#### Instructions for the task
Beginning at the line containing "# point at: kayak hull", repeat each line below exactly up to and including the line containing "x=186, y=409". Do not repeat the pictures.

[Data entries]
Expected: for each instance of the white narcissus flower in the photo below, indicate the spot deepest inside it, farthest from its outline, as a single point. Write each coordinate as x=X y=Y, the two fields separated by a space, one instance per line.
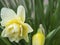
x=39 y=37
x=15 y=28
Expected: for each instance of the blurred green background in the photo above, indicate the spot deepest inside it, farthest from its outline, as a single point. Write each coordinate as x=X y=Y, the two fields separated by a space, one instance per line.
x=45 y=12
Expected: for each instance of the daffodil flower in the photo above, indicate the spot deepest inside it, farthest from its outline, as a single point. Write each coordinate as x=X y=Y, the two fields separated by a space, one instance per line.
x=15 y=28
x=39 y=37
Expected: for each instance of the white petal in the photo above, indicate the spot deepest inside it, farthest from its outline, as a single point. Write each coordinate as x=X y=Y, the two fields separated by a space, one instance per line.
x=6 y=15
x=29 y=28
x=21 y=12
x=26 y=38
x=3 y=34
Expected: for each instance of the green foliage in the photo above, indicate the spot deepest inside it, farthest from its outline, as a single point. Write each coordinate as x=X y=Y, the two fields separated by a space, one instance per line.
x=34 y=16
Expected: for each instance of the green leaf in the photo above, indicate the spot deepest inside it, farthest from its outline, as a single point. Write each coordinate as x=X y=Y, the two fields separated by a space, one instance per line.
x=51 y=35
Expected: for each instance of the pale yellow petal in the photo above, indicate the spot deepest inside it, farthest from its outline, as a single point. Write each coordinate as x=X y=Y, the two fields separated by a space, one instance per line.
x=21 y=12
x=6 y=15
x=29 y=28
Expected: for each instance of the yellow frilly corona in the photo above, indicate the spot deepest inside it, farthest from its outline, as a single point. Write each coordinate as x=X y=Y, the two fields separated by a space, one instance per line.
x=15 y=28
x=39 y=37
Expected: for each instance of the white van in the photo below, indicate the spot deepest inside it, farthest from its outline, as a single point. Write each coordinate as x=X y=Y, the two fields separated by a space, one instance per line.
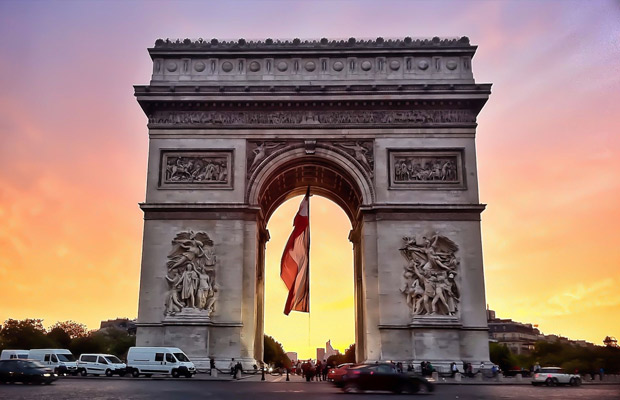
x=99 y=364
x=11 y=354
x=60 y=360
x=159 y=360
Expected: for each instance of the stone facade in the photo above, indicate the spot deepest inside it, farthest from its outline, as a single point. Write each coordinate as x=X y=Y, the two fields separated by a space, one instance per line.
x=384 y=128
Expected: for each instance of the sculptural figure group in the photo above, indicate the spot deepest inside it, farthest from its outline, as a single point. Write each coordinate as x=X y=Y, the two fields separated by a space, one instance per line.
x=438 y=169
x=430 y=276
x=191 y=274
x=195 y=169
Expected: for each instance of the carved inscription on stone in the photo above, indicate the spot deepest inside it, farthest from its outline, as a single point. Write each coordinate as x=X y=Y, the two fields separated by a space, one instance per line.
x=199 y=169
x=418 y=169
x=213 y=119
x=191 y=276
x=429 y=281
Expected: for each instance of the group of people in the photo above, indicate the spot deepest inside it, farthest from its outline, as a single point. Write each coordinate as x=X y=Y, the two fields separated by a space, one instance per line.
x=236 y=369
x=312 y=371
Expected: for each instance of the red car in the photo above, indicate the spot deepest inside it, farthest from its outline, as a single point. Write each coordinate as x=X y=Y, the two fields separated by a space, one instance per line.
x=336 y=374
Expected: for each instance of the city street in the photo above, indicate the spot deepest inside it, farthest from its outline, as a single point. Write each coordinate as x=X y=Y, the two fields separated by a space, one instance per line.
x=276 y=388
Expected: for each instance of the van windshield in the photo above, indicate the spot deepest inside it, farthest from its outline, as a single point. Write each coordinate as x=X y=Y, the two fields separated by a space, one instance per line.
x=65 y=357
x=113 y=360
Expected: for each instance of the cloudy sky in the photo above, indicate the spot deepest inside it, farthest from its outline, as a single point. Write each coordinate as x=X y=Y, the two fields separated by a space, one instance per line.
x=73 y=147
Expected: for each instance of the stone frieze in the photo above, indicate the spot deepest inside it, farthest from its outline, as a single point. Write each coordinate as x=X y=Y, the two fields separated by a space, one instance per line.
x=425 y=168
x=196 y=168
x=214 y=119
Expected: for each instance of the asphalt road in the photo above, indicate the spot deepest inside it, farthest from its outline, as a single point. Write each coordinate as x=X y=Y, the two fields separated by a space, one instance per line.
x=96 y=389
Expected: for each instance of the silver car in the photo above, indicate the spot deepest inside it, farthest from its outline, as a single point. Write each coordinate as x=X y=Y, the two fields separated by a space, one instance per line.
x=553 y=376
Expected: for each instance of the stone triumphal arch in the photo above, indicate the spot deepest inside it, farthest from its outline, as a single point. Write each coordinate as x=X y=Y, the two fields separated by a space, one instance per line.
x=384 y=128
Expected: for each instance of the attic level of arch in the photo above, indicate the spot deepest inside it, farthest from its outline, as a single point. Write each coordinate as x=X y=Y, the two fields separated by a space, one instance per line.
x=310 y=113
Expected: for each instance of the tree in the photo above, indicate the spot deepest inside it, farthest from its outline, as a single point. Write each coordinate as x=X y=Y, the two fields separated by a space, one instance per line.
x=273 y=353
x=72 y=328
x=24 y=334
x=58 y=335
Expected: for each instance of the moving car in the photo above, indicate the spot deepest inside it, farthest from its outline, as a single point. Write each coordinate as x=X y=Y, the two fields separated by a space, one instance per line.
x=99 y=364
x=25 y=371
x=553 y=376
x=159 y=360
x=11 y=354
x=382 y=377
x=60 y=360
x=336 y=374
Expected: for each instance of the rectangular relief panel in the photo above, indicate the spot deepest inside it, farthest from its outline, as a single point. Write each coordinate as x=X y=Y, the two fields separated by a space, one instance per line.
x=426 y=169
x=196 y=169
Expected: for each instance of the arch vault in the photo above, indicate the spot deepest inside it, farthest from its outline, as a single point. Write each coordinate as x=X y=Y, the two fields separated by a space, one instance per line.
x=385 y=129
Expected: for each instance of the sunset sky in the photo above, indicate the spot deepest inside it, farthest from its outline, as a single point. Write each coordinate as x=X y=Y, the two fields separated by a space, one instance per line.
x=73 y=150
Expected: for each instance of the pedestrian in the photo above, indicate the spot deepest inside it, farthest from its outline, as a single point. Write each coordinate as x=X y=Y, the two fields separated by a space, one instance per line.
x=453 y=369
x=238 y=370
x=325 y=370
x=231 y=366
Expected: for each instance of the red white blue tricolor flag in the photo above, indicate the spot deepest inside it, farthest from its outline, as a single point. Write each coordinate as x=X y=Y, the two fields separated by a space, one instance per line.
x=294 y=268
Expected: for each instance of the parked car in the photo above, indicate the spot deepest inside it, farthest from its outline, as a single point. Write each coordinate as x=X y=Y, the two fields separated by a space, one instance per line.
x=100 y=364
x=61 y=361
x=25 y=371
x=159 y=360
x=336 y=374
x=381 y=377
x=516 y=370
x=553 y=376
x=11 y=354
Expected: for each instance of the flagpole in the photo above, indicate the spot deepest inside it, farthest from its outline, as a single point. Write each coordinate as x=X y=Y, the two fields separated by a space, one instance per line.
x=308 y=195
x=309 y=320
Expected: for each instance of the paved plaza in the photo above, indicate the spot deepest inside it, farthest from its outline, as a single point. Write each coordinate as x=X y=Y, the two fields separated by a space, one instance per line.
x=276 y=388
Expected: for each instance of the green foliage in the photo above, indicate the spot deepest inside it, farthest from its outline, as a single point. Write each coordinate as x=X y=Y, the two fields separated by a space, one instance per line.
x=25 y=334
x=556 y=354
x=72 y=328
x=273 y=353
x=30 y=334
x=501 y=355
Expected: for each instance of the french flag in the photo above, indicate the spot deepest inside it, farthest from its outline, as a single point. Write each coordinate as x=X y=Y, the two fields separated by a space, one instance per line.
x=294 y=267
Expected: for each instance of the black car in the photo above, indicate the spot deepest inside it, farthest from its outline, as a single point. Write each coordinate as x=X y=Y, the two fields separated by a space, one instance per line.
x=382 y=377
x=25 y=371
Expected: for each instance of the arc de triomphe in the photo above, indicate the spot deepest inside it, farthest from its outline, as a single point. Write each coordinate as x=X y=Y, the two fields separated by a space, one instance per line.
x=384 y=128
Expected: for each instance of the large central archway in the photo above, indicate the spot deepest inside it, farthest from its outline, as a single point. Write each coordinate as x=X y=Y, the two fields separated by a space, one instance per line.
x=384 y=128
x=288 y=172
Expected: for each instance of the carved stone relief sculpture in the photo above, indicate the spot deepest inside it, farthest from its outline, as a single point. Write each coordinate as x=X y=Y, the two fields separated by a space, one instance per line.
x=196 y=169
x=425 y=169
x=430 y=277
x=191 y=275
x=214 y=119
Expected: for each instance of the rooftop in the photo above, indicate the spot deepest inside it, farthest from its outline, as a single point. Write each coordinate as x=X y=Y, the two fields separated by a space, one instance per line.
x=324 y=43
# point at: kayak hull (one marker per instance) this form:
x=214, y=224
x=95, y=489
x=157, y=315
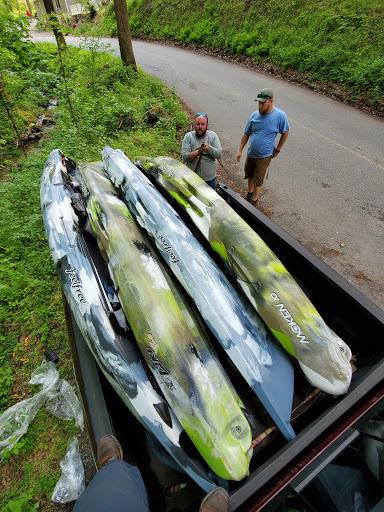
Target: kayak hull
x=270, y=288
x=171, y=341
x=95, y=309
x=244, y=337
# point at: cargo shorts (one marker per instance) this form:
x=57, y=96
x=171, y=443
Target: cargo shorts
x=256, y=168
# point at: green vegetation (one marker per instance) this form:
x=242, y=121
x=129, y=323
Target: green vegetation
x=340, y=43
x=111, y=105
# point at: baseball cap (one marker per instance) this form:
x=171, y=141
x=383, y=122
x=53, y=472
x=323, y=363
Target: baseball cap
x=265, y=94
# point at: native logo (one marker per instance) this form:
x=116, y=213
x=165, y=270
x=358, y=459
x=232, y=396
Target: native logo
x=157, y=364
x=288, y=317
x=168, y=248
x=76, y=285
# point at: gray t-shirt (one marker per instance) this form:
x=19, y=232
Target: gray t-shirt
x=208, y=164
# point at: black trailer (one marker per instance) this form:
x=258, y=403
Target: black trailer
x=331, y=431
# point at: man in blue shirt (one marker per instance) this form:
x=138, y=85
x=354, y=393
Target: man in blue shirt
x=261, y=130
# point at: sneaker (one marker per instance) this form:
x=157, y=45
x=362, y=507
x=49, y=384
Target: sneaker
x=215, y=501
x=248, y=197
x=108, y=448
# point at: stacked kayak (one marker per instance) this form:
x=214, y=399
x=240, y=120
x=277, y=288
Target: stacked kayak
x=170, y=339
x=274, y=294
x=248, y=344
x=97, y=311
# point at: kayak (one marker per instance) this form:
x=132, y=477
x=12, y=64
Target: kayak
x=323, y=357
x=96, y=308
x=171, y=341
x=255, y=353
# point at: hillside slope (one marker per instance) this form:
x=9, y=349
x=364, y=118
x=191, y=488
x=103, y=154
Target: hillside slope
x=338, y=46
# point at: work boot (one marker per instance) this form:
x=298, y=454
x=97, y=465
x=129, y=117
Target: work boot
x=108, y=449
x=248, y=197
x=215, y=501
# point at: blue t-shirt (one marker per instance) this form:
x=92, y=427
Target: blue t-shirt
x=262, y=131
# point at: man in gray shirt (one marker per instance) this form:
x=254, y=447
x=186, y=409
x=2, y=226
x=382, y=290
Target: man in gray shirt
x=201, y=149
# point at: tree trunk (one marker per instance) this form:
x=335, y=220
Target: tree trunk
x=60, y=39
x=124, y=33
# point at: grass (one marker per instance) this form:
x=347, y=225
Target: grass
x=114, y=106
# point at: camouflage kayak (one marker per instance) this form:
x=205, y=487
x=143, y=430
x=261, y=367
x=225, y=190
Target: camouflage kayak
x=260, y=360
x=323, y=356
x=171, y=341
x=97, y=311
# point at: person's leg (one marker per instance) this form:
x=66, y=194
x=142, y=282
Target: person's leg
x=249, y=169
x=117, y=487
x=261, y=166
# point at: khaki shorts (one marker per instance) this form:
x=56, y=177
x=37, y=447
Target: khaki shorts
x=256, y=168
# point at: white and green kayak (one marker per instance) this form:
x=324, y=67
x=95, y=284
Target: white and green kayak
x=172, y=342
x=287, y=311
x=238, y=328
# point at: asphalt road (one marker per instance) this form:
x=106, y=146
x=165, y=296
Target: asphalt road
x=326, y=187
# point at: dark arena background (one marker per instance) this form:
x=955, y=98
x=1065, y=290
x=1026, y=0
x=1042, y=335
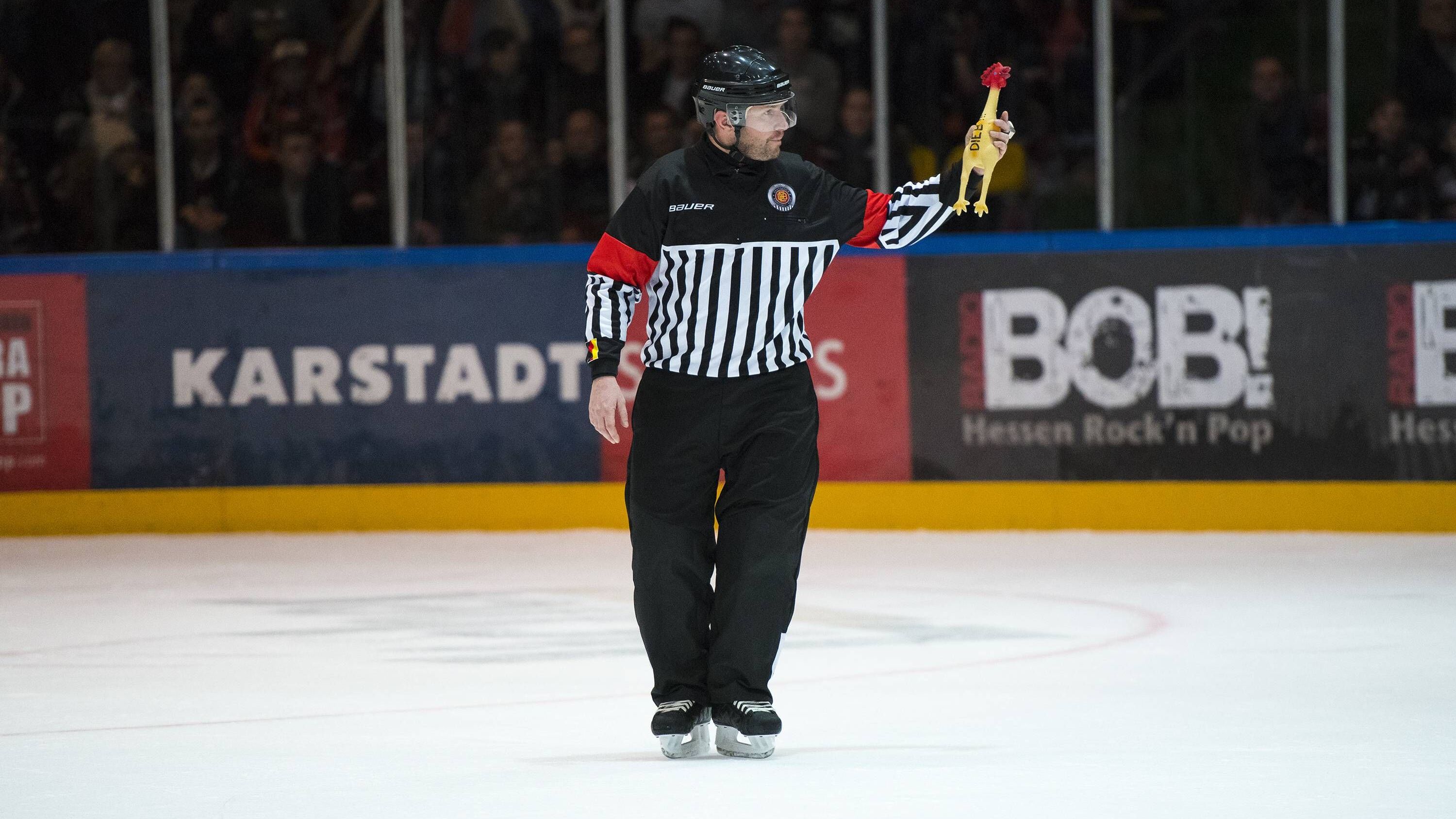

#### Completed task
# point at: kayak hull (one marker per instance) this form:
x=214, y=224
x=95, y=489
x=157, y=315
Target: kayak hull
x=270, y=288
x=171, y=341
x=95, y=309
x=244, y=337
# point at: cargo shorts (one marker per instance) this form:
x=57, y=96
x=171, y=443
Target: cargo shorts
x=256, y=168
# point at: green vegetation (one marker per instance) this form:
x=242, y=121
x=129, y=323
Target: green vegetation
x=340, y=43
x=111, y=105
# point at: baseball cap (one marker per instance) this form:
x=171, y=141
x=383, y=122
x=53, y=472
x=323, y=363
Target: baseball cap
x=265, y=94
# point at: native logo (one marker per instance) this form:
x=116, y=213
x=165, y=270
x=358, y=459
x=232, y=396
Target: native logo
x=157, y=364
x=288, y=317
x=168, y=248
x=76, y=285
# point at: gray t-shirt (one marker per instance) this form:
x=19, y=232
Target: gray t-shirt
x=208, y=164
# point at: black trailer (one marker per instance) this form:
x=258, y=403
Target: black trailer
x=331, y=431
# point at: man in blue shirt (one marker per instance) this form:
x=138, y=85
x=354, y=393
Target: man in blue shirt
x=261, y=130
# point at: sneaker (one marker per instance) this form:
x=157, y=45
x=362, y=507
x=49, y=384
Target: sneaker
x=215, y=501
x=248, y=197
x=108, y=448
# point at: stacked kayak (one marker per instance) this form:
x=214, y=399
x=240, y=120
x=277, y=288
Target: stacked kayak
x=170, y=339
x=274, y=294
x=248, y=344
x=97, y=311
# point at: kayak (one marker per instance) this form:
x=132, y=477
x=12, y=64
Target: kayak
x=323, y=357
x=96, y=308
x=171, y=341
x=255, y=353
# point at: hillside slope (one marker per instance) this form:
x=9, y=349
x=364, y=118
x=191, y=488
x=103, y=154
Target: hillside slope
x=338, y=46
# point at: work boot (one marker per instance) this form:
x=298, y=454
x=97, y=465
x=129, y=117
Target: work boot
x=108, y=449
x=248, y=197
x=215, y=501
# point at: blue t-shirt (one marker per instance) this form:
x=92, y=427
Target: blue t-shirt
x=262, y=131
# point at: man in gray shirt (one marker per instance) this form:
x=254, y=447
x=186, y=409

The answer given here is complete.